O círculo em torno do presidente da República, dentro do qual o vírus prosperou como infecção respiratória e mental, conseguiu piorar o risco de contaminação criando um auxílio emergencial que levou para filas humilhantes, sob sol ou chuva, milhões de pessoas. Empolgado com a popularidade comprada com a distribuição de dinheiro, quer agora fazer desse o seu método de campanha à reeleição, ameaçando programas sociais consolidados e eficientes, considerando impostos que aumentariam os níveis de injustiça tributária e cogitando mirabolâncias financeiras que só fazem sentido para o ministro da Economia.
Nos governos estaduais, a dissecação dos números mostra que ninguém teve sucesso na contenção da epidemia. Uns, como os do Rio de Janeiro, chafurdaram nas relações inexplicáveis com entidades privadas, chegando ao cúmulo de criar hospitais que nunca atenderam a um único paciente, mas custaram uma fortuna aos contribuintes.

| Dados de origem |

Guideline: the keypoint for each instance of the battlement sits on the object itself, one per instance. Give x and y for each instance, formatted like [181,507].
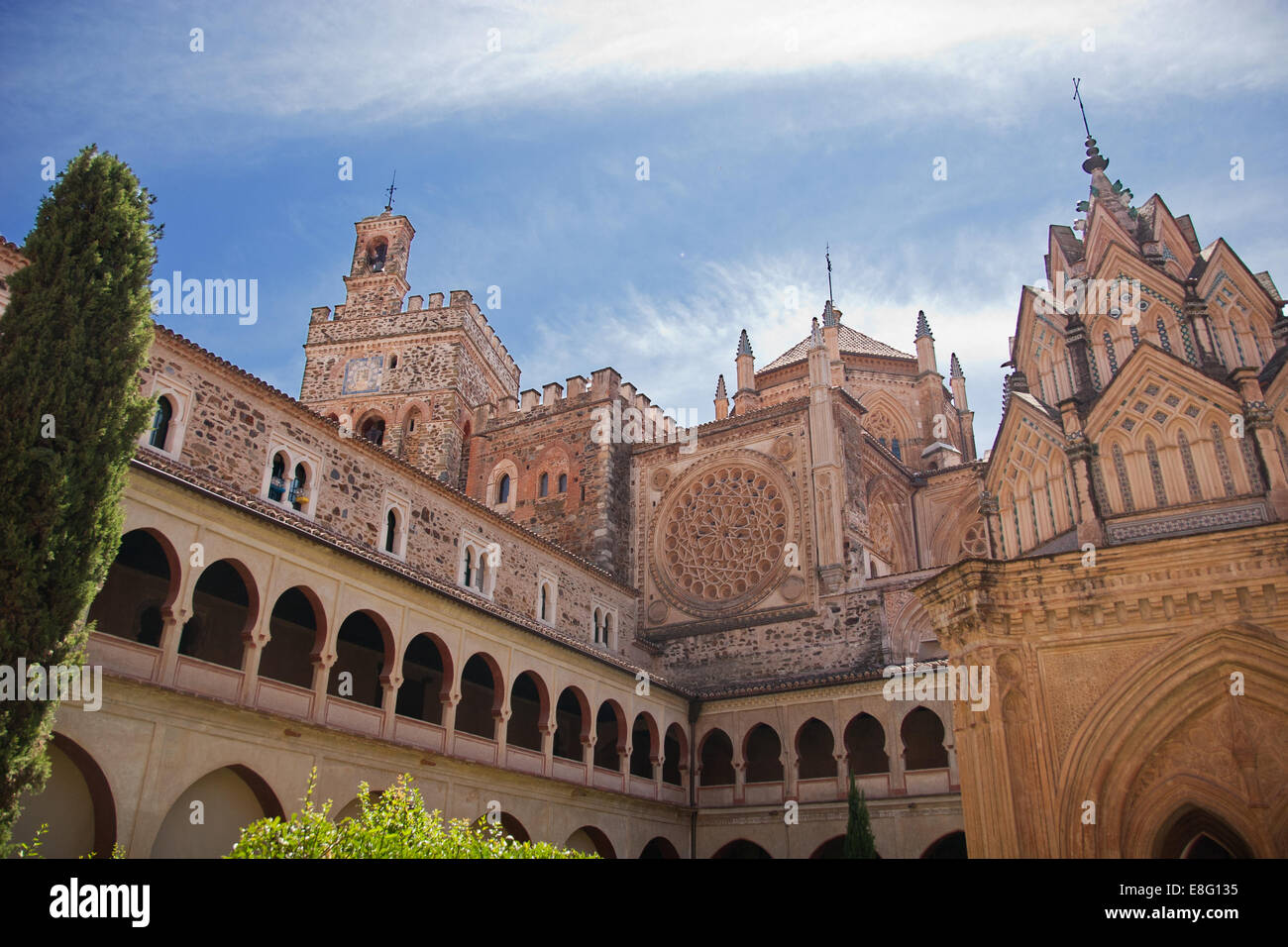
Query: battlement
[575,392]
[415,316]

| Exercícios |
**A)** Responda às perguntas sobre o trecho a respeito da epidemia:
(i) Para onde o auxílio emergencial levou milhões de pessoas?
(ii) O que a dissecação dos números mostra sobre os governos estaduais?
(iii) Além de custarem uma fortuna aos contribuintes, o que se diz dos hospitais criados no Rio de Janeiro?
**B)** Devolva sem alterações a parte do trecho sobre a epidemia que vai de "O círculo em" a "ministro da Economia.", com ambas as expressões incluídas.
**C)** Dê seguimento ao trecho sobre a epidemia a partir da última frase apresentada.
As linhas não têm nenhum papel nesta atividade.

| Suas respostas |
**A)**
(i) Para filas humilhantes, sob sol ou chuva.
(ii) Mostra que ninguém teve sucesso na contenção da epidemia.
(iii) Nunca atenderam a um único paciente.

**B)**
O círculo em torno do presidente da República, dentro do qual o vírus prosperou como infecção respiratória e mental, conseguiu piorar o risco de contaminação criando um auxílio emergencial que levou para filas humilhantes, sob sol ou chuva, milhões de pessoas. Empolgado com a popularidade comprada com a distribuição de dinheiro, quer agora fazer desse o seu método de campanha à reeleição, ameaçando programas sociais consolidados e eficientes, considerando impostos que aumentariam os níveis de injustiça tributária e cogitando mirabolâncias financeiras que só fazem sentido para o ministro da Economia.

**C)**
Outros, como os do Ceará, do Espírito Santo, do Amazonas, do Pará e de Roraima alcançaram taxas de mortalidade comparáveis às piores do mundo. E mesmo onde o dinheiro seria um problema menor, como São Paulo, verifica-se um quadro estatístico que só serve para mostrar a imensa desigualdade encravada também nas metrópoles.
Enquanto o governador e o prefeito da capital paulista foram se convertendo em paladinos da reabertura do comércio, os índices de disseminação da doença continuaram evoluindo. Caberá à cidade o desonroso privilégio de alcançar em algumas semanas a cifra de 1 óbito para cada mil habitantes, com dolorosa concentração de vítimas nas áreas mais pobres, atendidas pelo pior transporte, entre outras deficiências de serviços.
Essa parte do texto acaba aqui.